Lamentavelmente, a ocorrência de graves crimes, com significativo clamor público e que contaram com a participação de adolescentes, disseminaram no imaginário brasileiro a ideia de que o menor não se sujeita a nenhuma medida repressiva e que o Estatuto da Criança e do Adolescente é condescendente e ineficaz diante desse estado de tamanha violência. Diferente disso, Sr. Presidente, o Estatuto (ECA) prevê inúmeras providências socioeducativas contra o infrator, dentre as quais figura, inclusive, a internação, que nada mais é que a prisão do menor, regida por princípios de brevidade e a ser decretada quando for absolutamente necessária. E elas ocorrem, Srs. Senadores.

         Dados do Levantamento Nacional do Atendimento Socioeducativo, realizado pela Subsecretaria de Promoção dos Direitos da Criança e do Adolescente, no ano de 2006, demonstram que, no Brasil, 3.625 adolescentes do sexo masculino e 121 adolescentes do sexo feminino encontravam-se cumprindo internação provisória, em face do cometimento de delitos graves nas várias regiões do Brasil. Atualmente, Sr. Presidente, esse número é de cerca de 15.600 adolescentes em todo o País.

• Tarefa a realizar
Resuma em duas frases o texto sobre o Estatuto da Criança e do Adolescente. O material seguinte provém de uma fonte diferente.

• Lista de registros
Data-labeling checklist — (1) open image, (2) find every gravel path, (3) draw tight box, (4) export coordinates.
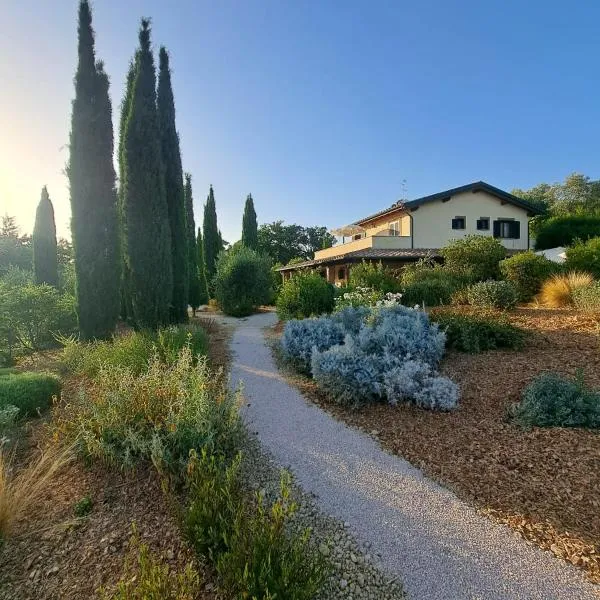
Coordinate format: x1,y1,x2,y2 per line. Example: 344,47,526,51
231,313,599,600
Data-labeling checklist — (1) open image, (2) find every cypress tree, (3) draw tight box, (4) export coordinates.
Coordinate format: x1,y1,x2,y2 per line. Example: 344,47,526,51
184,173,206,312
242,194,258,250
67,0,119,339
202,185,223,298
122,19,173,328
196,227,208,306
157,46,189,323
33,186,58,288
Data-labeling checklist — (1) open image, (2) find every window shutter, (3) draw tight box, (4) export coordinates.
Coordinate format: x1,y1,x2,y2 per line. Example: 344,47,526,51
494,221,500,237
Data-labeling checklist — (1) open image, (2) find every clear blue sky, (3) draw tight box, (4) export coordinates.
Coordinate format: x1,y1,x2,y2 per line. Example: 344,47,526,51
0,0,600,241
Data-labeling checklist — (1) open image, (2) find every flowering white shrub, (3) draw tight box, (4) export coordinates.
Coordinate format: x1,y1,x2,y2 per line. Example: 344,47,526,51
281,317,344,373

---

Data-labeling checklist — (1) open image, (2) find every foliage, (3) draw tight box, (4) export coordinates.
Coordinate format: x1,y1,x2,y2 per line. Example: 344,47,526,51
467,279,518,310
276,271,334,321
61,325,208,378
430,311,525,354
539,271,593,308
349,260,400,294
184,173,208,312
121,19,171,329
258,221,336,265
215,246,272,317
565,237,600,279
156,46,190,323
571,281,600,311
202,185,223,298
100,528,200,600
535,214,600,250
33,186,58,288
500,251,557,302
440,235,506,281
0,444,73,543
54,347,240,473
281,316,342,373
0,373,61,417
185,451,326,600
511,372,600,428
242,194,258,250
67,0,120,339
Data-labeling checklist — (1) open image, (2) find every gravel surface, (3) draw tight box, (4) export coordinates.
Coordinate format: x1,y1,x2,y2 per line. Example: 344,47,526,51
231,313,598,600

• Resultado da tarefa
Crimes graves com participação de adolescentes difundiram no Brasil a ideia de que o menor não se sujeita a nenhuma medida repressiva e de que o Estatuto da Criança e do Adolescente é ineficaz. No entanto, o Estatuto prevê várias medidas socioeducativas, inclusive a internação, e dados de 2006 mostram 3.625 adolescentes do sexo masculino e 121 do sexo feminino em internação provisória por delitos graves, número que hoje é de cerca de 15.600 em todo o país.